EXERCISE> Can you print every record below exactly as written?

RECORDS TO USE>
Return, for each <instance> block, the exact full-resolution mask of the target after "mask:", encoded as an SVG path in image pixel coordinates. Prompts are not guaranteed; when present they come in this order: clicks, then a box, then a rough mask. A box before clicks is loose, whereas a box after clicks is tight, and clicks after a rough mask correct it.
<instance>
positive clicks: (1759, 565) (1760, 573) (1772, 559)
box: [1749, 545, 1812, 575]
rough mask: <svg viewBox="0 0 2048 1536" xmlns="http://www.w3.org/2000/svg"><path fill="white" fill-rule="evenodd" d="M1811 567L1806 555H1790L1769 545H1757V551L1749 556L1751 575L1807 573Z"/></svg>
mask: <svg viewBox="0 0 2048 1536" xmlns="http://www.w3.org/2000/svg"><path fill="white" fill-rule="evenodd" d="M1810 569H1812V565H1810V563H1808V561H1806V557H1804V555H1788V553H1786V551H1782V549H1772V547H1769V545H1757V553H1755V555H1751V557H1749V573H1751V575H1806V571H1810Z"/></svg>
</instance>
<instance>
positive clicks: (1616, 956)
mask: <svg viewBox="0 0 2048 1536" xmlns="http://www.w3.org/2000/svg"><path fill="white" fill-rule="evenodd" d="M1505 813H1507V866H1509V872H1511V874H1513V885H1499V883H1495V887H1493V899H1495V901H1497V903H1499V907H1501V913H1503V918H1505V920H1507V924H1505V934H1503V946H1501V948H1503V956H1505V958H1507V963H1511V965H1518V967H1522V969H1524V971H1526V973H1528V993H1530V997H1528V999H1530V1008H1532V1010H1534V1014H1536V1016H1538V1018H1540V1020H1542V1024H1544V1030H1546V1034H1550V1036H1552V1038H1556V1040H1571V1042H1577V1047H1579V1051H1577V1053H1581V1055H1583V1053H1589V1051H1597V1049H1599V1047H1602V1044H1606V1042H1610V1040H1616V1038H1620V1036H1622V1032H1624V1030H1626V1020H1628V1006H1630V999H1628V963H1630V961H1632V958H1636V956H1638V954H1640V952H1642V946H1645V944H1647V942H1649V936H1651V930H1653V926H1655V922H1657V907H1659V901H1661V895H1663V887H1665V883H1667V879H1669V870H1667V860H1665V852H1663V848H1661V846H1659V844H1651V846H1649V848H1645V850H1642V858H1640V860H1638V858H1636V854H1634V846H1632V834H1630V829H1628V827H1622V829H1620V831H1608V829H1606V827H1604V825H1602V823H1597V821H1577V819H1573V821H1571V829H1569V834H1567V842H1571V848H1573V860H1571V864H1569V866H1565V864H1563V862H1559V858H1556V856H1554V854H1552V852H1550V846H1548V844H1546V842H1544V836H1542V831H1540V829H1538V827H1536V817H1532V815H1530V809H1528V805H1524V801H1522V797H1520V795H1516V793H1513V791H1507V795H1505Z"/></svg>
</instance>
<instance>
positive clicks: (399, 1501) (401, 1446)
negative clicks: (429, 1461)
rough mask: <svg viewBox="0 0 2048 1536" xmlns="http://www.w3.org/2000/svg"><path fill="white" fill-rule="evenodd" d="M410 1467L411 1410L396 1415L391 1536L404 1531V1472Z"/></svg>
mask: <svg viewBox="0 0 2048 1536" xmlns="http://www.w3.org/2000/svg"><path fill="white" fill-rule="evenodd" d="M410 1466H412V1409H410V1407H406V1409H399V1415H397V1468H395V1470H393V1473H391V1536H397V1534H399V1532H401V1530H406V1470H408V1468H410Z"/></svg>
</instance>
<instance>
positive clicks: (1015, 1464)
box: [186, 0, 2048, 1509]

ANSWER SECTION>
Return, for each <instance> block, the exact full-resolution mask of the target after "mask:", encoded as an SVG path in image pixel coordinates. Prompts are not guaranteed; when present they come in this order: clicks, then a box, then a rough mask. A box before clicks is loose, whereas a box after clicks is tight, and clicks after a rough mask correct it.
<instance>
positive clicks: (1759, 565) (1760, 573) (1772, 559)
box: [1749, 545, 1812, 575]
rough mask: <svg viewBox="0 0 2048 1536" xmlns="http://www.w3.org/2000/svg"><path fill="white" fill-rule="evenodd" d="M1811 567L1806 555H1790L1769 545H1757V551L1749 556L1751 575L1807 573Z"/></svg>
mask: <svg viewBox="0 0 2048 1536" xmlns="http://www.w3.org/2000/svg"><path fill="white" fill-rule="evenodd" d="M1810 569H1812V565H1810V563H1808V561H1806V557H1804V555H1788V553H1786V551H1782V549H1772V547H1769V545H1757V553H1755V555H1751V557H1749V573H1751V575H1806V571H1810Z"/></svg>
</instance>
<instance>
positive clicks: (1616, 956)
mask: <svg viewBox="0 0 2048 1536" xmlns="http://www.w3.org/2000/svg"><path fill="white" fill-rule="evenodd" d="M1505 813H1507V866H1509V872H1511V874H1513V885H1499V883H1495V887H1493V899H1495V901H1497V903H1499V907H1501V913H1503V918H1505V920H1507V924H1505V934H1503V946H1501V948H1503V956H1505V958H1507V963H1511V965H1518V967H1522V969H1524V971H1526V973H1528V993H1530V997H1528V999H1530V1008H1532V1010H1534V1014H1536V1016H1538V1018H1540V1020H1542V1024H1544V1030H1546V1034H1550V1036H1552V1038H1556V1040H1571V1042H1577V1047H1579V1051H1577V1053H1581V1055H1583V1053H1589V1051H1597V1049H1599V1047H1602V1044H1606V1042H1610V1040H1616V1038H1620V1036H1622V1032H1624V1030H1626V1020H1628V1006H1630V999H1628V963H1630V961H1632V958H1636V956H1638V954H1640V952H1642V946H1645V944H1647V942H1649V936H1651V930H1653V926H1655V922H1657V907H1659V901H1661V895H1663V887H1665V883H1667V879H1669V870H1667V860H1665V852H1663V848H1661V846H1659V844H1651V846H1649V848H1645V850H1642V858H1640V860H1638V858H1636V854H1634V846H1632V834H1630V829H1628V827H1622V829H1620V831H1608V829H1606V827H1604V825H1602V823H1597V821H1577V819H1573V821H1571V829H1569V834H1567V842H1571V848H1573V860H1571V864H1569V866H1565V864H1563V862H1559V858H1556V856H1554V854H1552V852H1550V846H1548V844H1546V842H1544V836H1542V831H1540V829H1538V827H1536V817H1532V815H1530V809H1528V805H1524V801H1522V797H1520V795H1516V793H1513V791H1507V795H1505Z"/></svg>
</instance>
<instance>
positive clicks: (399, 1501) (401, 1446)
negative clicks: (429, 1461)
rough mask: <svg viewBox="0 0 2048 1536" xmlns="http://www.w3.org/2000/svg"><path fill="white" fill-rule="evenodd" d="M410 1467L411 1410L396 1415L391 1536L404 1531V1472Z"/></svg>
mask: <svg viewBox="0 0 2048 1536" xmlns="http://www.w3.org/2000/svg"><path fill="white" fill-rule="evenodd" d="M410 1466H412V1409H410V1407H406V1409H399V1415H397V1468H395V1470H393V1473H391V1536H397V1534H399V1532H401V1530H406V1470H408V1468H410Z"/></svg>
</instance>
<instance>
positive clicks: (1015, 1464)
box: [186, 0, 2048, 1509]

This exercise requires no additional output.